Task to carry out:
State only how many lines below include the word "street".

Excerpted data:
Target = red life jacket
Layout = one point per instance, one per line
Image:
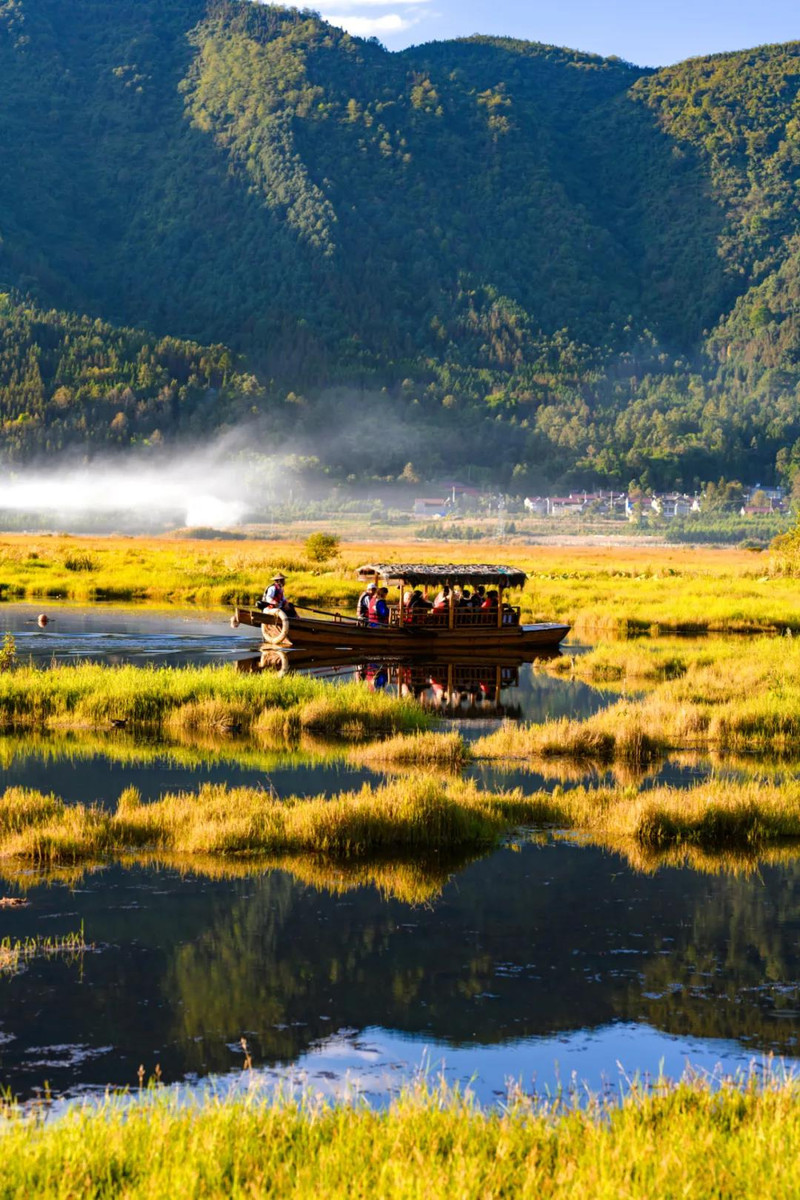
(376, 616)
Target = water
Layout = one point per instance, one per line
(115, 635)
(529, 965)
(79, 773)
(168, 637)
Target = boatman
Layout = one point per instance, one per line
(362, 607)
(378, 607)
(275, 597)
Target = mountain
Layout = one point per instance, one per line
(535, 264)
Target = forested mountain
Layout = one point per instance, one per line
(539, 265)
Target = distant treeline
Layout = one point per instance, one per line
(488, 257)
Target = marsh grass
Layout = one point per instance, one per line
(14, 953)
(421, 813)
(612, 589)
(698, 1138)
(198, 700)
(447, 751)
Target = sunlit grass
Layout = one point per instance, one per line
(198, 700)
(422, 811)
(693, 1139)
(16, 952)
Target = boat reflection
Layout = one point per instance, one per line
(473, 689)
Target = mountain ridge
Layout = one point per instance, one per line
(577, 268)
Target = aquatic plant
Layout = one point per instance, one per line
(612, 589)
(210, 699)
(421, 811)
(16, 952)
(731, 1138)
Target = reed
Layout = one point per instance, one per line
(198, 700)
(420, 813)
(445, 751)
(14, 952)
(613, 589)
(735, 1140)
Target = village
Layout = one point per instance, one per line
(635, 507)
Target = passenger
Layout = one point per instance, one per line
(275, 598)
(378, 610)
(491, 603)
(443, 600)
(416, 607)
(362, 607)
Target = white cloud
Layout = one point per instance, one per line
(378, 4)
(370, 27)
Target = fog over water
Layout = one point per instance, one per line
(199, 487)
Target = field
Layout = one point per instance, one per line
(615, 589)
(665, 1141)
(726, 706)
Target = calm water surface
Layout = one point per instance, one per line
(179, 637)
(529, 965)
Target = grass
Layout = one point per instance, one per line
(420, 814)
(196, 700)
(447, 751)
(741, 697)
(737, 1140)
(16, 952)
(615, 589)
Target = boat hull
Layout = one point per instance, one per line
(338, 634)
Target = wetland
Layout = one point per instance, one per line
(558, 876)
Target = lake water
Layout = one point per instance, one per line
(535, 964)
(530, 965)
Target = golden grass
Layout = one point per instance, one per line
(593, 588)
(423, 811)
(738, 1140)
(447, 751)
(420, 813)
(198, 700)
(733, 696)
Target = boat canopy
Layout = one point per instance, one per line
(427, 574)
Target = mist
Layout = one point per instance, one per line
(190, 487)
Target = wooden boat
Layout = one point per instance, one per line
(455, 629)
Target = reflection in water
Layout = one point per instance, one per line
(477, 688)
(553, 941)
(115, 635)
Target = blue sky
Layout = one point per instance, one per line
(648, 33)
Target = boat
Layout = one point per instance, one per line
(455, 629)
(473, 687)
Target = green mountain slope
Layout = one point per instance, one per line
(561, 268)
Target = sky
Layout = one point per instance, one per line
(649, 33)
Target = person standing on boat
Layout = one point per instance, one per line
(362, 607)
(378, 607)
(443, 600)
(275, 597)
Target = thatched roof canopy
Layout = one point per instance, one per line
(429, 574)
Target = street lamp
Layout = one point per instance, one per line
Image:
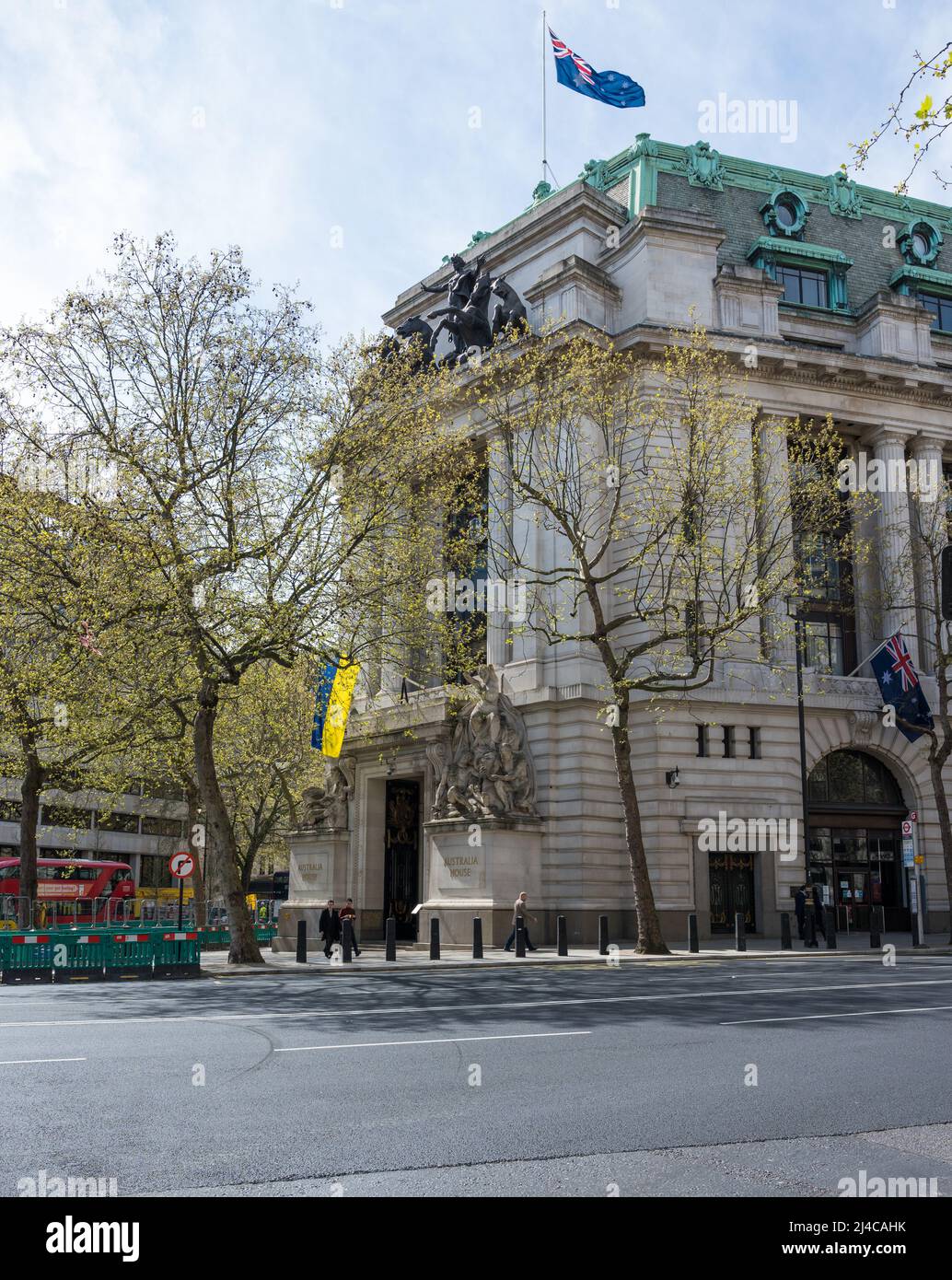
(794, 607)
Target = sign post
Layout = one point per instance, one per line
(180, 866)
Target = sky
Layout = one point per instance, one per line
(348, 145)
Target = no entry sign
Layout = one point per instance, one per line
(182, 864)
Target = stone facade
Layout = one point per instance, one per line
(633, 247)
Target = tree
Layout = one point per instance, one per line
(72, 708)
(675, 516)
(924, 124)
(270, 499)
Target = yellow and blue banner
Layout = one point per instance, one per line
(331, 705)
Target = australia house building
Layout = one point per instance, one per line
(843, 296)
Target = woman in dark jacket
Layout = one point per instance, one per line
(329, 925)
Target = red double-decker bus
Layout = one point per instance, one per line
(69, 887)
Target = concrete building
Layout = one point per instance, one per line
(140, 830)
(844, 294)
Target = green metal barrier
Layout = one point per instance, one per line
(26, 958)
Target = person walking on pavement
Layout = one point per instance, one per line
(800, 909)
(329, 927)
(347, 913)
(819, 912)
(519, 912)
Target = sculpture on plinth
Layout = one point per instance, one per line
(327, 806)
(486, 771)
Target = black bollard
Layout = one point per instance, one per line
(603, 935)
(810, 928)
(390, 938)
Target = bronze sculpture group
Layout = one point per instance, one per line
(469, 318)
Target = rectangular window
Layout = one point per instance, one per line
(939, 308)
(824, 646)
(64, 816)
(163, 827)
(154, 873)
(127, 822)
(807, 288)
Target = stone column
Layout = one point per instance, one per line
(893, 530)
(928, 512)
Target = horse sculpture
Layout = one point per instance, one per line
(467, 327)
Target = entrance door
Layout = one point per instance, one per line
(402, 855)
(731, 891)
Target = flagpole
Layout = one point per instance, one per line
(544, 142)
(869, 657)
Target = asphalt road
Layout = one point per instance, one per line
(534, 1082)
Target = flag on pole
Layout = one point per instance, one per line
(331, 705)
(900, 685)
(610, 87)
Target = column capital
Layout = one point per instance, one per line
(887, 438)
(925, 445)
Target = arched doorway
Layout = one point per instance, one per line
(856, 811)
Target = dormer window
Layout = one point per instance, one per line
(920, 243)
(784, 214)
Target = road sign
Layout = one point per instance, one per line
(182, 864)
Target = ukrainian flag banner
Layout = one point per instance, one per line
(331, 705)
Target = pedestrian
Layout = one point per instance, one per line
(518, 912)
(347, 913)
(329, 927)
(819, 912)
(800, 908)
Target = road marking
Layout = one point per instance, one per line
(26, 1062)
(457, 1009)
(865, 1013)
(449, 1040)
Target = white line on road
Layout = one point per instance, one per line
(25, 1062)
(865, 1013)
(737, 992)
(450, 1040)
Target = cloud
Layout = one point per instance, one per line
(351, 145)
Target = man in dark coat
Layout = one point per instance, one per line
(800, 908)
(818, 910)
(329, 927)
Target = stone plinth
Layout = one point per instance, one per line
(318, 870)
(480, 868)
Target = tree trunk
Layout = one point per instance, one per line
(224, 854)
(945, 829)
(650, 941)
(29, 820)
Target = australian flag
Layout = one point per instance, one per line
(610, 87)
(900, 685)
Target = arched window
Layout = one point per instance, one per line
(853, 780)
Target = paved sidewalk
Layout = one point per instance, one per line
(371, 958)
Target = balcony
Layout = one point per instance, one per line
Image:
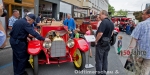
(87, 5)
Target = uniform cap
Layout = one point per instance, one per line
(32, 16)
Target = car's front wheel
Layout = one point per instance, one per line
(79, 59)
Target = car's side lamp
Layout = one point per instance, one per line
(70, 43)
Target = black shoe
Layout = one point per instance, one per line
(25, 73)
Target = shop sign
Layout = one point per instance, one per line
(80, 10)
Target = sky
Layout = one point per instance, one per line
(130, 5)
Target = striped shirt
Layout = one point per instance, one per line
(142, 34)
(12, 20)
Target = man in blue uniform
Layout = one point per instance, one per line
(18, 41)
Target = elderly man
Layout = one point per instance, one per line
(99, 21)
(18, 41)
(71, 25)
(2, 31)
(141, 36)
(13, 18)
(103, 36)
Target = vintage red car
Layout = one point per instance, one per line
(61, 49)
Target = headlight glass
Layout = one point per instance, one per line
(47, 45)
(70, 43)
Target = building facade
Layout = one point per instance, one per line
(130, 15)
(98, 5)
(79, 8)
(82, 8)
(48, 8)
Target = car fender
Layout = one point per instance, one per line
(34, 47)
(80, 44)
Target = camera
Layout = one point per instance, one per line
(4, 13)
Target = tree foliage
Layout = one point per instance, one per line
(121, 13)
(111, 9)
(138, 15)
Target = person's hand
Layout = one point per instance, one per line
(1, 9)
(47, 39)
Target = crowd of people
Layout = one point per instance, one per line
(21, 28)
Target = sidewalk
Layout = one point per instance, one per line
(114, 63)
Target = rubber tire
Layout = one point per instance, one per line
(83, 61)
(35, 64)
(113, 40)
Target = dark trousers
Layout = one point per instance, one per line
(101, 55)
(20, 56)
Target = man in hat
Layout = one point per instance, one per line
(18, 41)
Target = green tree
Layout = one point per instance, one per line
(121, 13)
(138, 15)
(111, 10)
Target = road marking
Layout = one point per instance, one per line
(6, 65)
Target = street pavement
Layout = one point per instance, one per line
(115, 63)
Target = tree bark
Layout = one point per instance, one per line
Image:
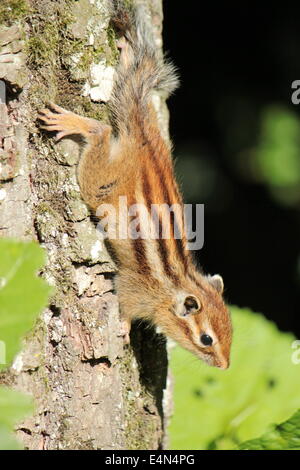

The answer:
2